(Rows from a pointing dataset)
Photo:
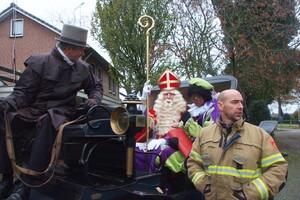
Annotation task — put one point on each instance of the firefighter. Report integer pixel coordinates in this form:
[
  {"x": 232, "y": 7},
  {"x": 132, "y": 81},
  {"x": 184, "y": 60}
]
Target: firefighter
[
  {"x": 43, "y": 99},
  {"x": 233, "y": 159}
]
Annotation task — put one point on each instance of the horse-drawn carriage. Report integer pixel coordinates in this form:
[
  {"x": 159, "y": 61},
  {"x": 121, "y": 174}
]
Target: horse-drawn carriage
[{"x": 97, "y": 158}]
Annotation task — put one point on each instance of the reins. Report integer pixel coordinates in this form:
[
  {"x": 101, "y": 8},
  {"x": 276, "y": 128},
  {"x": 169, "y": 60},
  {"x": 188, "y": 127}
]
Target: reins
[{"x": 54, "y": 154}]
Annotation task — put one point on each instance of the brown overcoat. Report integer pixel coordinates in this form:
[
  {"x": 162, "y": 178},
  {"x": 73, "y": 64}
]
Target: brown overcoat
[{"x": 50, "y": 85}]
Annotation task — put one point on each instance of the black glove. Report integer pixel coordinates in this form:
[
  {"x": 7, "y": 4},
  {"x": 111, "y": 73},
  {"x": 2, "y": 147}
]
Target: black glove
[
  {"x": 89, "y": 103},
  {"x": 4, "y": 106},
  {"x": 185, "y": 117},
  {"x": 173, "y": 143}
]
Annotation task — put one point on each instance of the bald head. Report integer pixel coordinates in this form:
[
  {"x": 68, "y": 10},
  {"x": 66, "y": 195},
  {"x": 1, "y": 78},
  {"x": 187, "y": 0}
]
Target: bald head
[
  {"x": 230, "y": 103},
  {"x": 226, "y": 94}
]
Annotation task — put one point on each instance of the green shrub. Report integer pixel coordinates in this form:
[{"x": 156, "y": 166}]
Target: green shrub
[{"x": 258, "y": 111}]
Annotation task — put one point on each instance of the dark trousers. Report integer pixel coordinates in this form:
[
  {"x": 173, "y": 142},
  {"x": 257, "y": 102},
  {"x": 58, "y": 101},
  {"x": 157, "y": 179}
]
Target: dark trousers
[{"x": 44, "y": 134}]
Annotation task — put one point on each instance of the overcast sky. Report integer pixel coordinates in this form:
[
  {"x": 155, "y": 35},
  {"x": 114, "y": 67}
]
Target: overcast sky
[
  {"x": 80, "y": 12},
  {"x": 77, "y": 12}
]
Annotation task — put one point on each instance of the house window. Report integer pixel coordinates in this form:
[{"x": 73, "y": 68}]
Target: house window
[
  {"x": 112, "y": 86},
  {"x": 16, "y": 27}
]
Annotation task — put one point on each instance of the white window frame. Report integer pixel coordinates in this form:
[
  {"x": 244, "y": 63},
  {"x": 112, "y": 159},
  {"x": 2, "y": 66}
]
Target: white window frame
[
  {"x": 111, "y": 85},
  {"x": 16, "y": 27}
]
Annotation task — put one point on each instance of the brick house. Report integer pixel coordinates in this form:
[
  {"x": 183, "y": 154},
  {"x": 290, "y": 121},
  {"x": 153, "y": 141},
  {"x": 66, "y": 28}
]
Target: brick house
[{"x": 23, "y": 34}]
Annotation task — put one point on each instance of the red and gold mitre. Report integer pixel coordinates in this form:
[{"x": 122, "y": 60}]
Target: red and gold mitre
[{"x": 168, "y": 81}]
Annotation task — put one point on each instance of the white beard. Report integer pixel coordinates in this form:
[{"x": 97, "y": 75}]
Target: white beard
[
  {"x": 167, "y": 118},
  {"x": 168, "y": 112}
]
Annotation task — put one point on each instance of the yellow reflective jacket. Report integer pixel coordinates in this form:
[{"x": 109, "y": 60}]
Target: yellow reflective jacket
[{"x": 246, "y": 159}]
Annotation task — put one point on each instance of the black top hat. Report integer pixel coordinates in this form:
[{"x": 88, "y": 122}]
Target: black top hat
[{"x": 73, "y": 35}]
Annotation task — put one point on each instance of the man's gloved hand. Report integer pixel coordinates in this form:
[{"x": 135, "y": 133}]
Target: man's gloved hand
[
  {"x": 146, "y": 90},
  {"x": 173, "y": 143},
  {"x": 155, "y": 143},
  {"x": 4, "y": 106},
  {"x": 89, "y": 103},
  {"x": 185, "y": 117}
]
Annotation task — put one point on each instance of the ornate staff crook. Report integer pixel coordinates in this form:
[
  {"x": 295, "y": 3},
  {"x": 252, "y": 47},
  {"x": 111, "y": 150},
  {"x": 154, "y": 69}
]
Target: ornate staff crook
[{"x": 146, "y": 24}]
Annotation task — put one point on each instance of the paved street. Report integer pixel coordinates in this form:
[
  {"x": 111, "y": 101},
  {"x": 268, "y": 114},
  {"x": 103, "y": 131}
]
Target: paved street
[{"x": 288, "y": 141}]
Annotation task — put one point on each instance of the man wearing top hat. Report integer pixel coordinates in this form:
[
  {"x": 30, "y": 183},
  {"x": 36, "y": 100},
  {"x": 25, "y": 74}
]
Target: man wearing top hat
[{"x": 43, "y": 99}]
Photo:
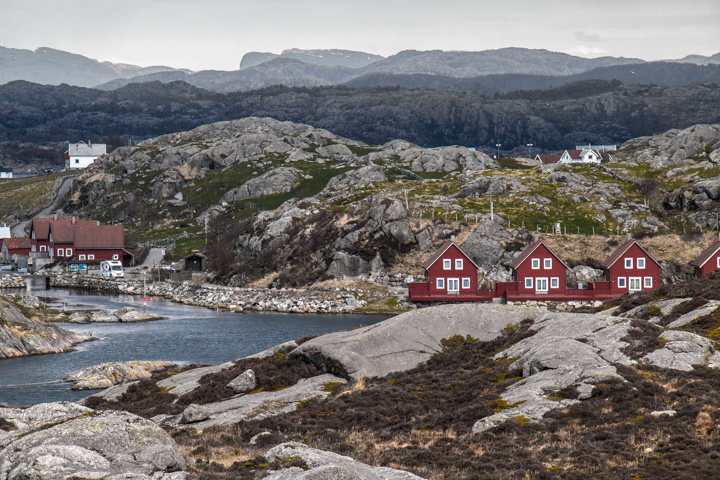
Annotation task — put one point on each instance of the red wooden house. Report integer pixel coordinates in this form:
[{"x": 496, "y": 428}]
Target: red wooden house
[
  {"x": 14, "y": 246},
  {"x": 631, "y": 268},
  {"x": 451, "y": 276},
  {"x": 708, "y": 261},
  {"x": 80, "y": 240},
  {"x": 537, "y": 273}
]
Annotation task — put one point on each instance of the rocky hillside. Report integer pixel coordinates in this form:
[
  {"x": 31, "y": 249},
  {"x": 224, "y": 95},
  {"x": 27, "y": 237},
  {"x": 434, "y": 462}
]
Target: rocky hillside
[
  {"x": 450, "y": 392},
  {"x": 284, "y": 204},
  {"x": 23, "y": 333}
]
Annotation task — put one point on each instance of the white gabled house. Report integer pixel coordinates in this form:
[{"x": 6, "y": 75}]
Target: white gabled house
[
  {"x": 81, "y": 154},
  {"x": 586, "y": 155}
]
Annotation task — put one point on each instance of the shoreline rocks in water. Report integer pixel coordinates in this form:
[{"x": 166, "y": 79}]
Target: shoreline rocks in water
[
  {"x": 108, "y": 374},
  {"x": 125, "y": 315},
  {"x": 21, "y": 335}
]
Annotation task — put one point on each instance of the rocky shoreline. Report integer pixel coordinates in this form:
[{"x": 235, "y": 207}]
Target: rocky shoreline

■ **The task**:
Transcribe every entry above exactly. Omit all pictures.

■ **Solution to this task**:
Photo:
Annotation task — put one point on each instance of the firefighter. Report integer pixel coordinates in this form:
[
  {"x": 232, "y": 7},
  {"x": 132, "y": 81},
  {"x": 184, "y": 60}
]
Target: firefighter
[
  {"x": 43, "y": 99},
  {"x": 233, "y": 159}
]
Annotation task — put one point on each instance of the horse-drawn carriage. Report integer pixel coordinates in this form:
[
  {"x": 159, "y": 61},
  {"x": 121, "y": 174}
]
Target: horse-drawn carriage
[{"x": 97, "y": 158}]
Annotation task — put one point on each instance of the reins. Report integer pixel coordinates in this form:
[
  {"x": 101, "y": 8},
  {"x": 276, "y": 128},
  {"x": 169, "y": 60},
  {"x": 188, "y": 127}
]
Target: reins
[{"x": 54, "y": 154}]
Annotation task — put one point on each instance of the brown overcoat. Report integer pixel coordinates in this form:
[
  {"x": 162, "y": 178},
  {"x": 73, "y": 64}
]
Target: brown overcoat
[{"x": 50, "y": 85}]
Annotation task — put one point on each instance of the black glove. Report integer pixel coordinates in this form:
[
  {"x": 7, "y": 4},
  {"x": 111, "y": 73},
  {"x": 2, "y": 147}
]
Target: black glove
[
  {"x": 89, "y": 103},
  {"x": 4, "y": 106},
  {"x": 185, "y": 117},
  {"x": 173, "y": 143}
]
Annotation task — put one point on each instance of the bald head. Report integer pixel coordinates in this form:
[
  {"x": 68, "y": 10},
  {"x": 66, "y": 195},
  {"x": 1, "y": 78},
  {"x": 187, "y": 0}
]
Target: bald head
[
  {"x": 230, "y": 103},
  {"x": 226, "y": 94}
]
Annotation task — put one point on each instance of the green shrub. Report integer pixel coordinates in this form:
[{"x": 156, "y": 166}]
Target: green shrub
[{"x": 258, "y": 111}]
Annotation task — put one point on each instance of the dark trousers. Report integer pixel coordinates in this form:
[
  {"x": 173, "y": 142},
  {"x": 257, "y": 102},
  {"x": 58, "y": 101},
  {"x": 157, "y": 179}
]
Target: dark trousers
[{"x": 44, "y": 134}]
Annotation task — put one point on each instance of the overcast sky. Report integer pixel coordinates in this form:
[
  {"x": 155, "y": 35},
  {"x": 114, "y": 67}
]
Target: overcast sky
[
  {"x": 80, "y": 12},
  {"x": 77, "y": 12}
]
Annotation task — put one point on each instance of the house window. Report integer pixel coordinates in this form:
[{"x": 73, "y": 68}]
Target: house window
[
  {"x": 112, "y": 86},
  {"x": 16, "y": 27}
]
Annotation task — put one point on each instance of the white window frame. Report integer pixel coordinates in this form:
[
  {"x": 244, "y": 63},
  {"x": 112, "y": 159},
  {"x": 2, "y": 66}
]
Target: white window frame
[
  {"x": 111, "y": 85},
  {"x": 16, "y": 27}
]
Annotation task — put one point on each instance of the brick house. Report integer pixel coordinates in this form:
[
  {"x": 183, "y": 154},
  {"x": 290, "y": 121},
  {"x": 153, "y": 141},
  {"x": 66, "y": 28}
]
Target: brick house
[{"x": 23, "y": 34}]
Annotation task — put one point on each instance of the red and gold mitre. Report integer pixel coordinates in this form:
[{"x": 122, "y": 60}]
Target: red and gold mitre
[{"x": 168, "y": 81}]
Annotation task — put one point on each instance of the white beard. Report integer pixel coordinates in this form:
[{"x": 97, "y": 75}]
Target: white beard
[
  {"x": 167, "y": 118},
  {"x": 168, "y": 112}
]
Annotation task — put one point on each instance of the yellow reflective jacket. Report integer pixel coordinates in this form:
[{"x": 109, "y": 60}]
Target: yellow reflective jacket
[{"x": 246, "y": 159}]
Annotation task — put one point on each instance of the black top hat. Report integer pixel coordinates in this form:
[{"x": 88, "y": 122}]
Target: black top hat
[{"x": 73, "y": 35}]
Annotation task — put one point on each instance of the man's gloved hand. Report integer pixel coordinates in this form:
[{"x": 135, "y": 133}]
Target: man's gloved hand
[
  {"x": 146, "y": 90},
  {"x": 173, "y": 143},
  {"x": 155, "y": 143},
  {"x": 4, "y": 106},
  {"x": 89, "y": 103},
  {"x": 185, "y": 117}
]
Annotation task — put one point on each instance of the ornate staff crook. Report integer pixel coordinates in this form:
[
  {"x": 295, "y": 3},
  {"x": 252, "y": 47},
  {"x": 111, "y": 150},
  {"x": 154, "y": 69}
]
Target: ornate staff crook
[{"x": 146, "y": 24}]
Annotation task — put one point on each instance of the paved street. Report integer pixel coordinates in this form:
[
  {"x": 111, "y": 101},
  {"x": 268, "y": 114},
  {"x": 103, "y": 131}
]
Target: paved street
[{"x": 288, "y": 141}]
Annotation task — put one point on each instance of the man wearing top hat. Report integer pixel coordinates in this form:
[
  {"x": 30, "y": 183},
  {"x": 36, "y": 100},
  {"x": 25, "y": 74}
]
Target: man wearing top hat
[{"x": 43, "y": 99}]
Photo:
Annotation task — put one point on each instance of the red wooden house. Report integer pixel coordinates in this form:
[{"x": 496, "y": 428}]
Target: red wooden house
[
  {"x": 14, "y": 246},
  {"x": 631, "y": 268},
  {"x": 451, "y": 276},
  {"x": 708, "y": 261},
  {"x": 80, "y": 240},
  {"x": 537, "y": 273}
]
Annotation task — put one point on each instance of the rocky hillside. Report integer pixel coordinates in this form:
[
  {"x": 31, "y": 249},
  {"x": 224, "y": 95},
  {"x": 27, "y": 237},
  {"x": 434, "y": 462}
]
Target: rocky hillside
[
  {"x": 450, "y": 392},
  {"x": 284, "y": 204},
  {"x": 23, "y": 333}
]
Annotation task — put one point on each instance of the white gabled house. Report integer pixel coordinates in this form:
[{"x": 6, "y": 75}]
Target: white gabled house
[
  {"x": 81, "y": 154},
  {"x": 586, "y": 155}
]
Annotation task — put one point on each instance of the shoreline rocks in water. Report integer pixel coordinates in this form:
[{"x": 166, "y": 79}]
Target: shoreline rocks in water
[
  {"x": 108, "y": 374},
  {"x": 125, "y": 315},
  {"x": 21, "y": 335}
]
Annotation task — put one point on each instance of the rocky shoreline. Report integer pixel coordinates in this form:
[{"x": 235, "y": 207}]
Target: rocky shoreline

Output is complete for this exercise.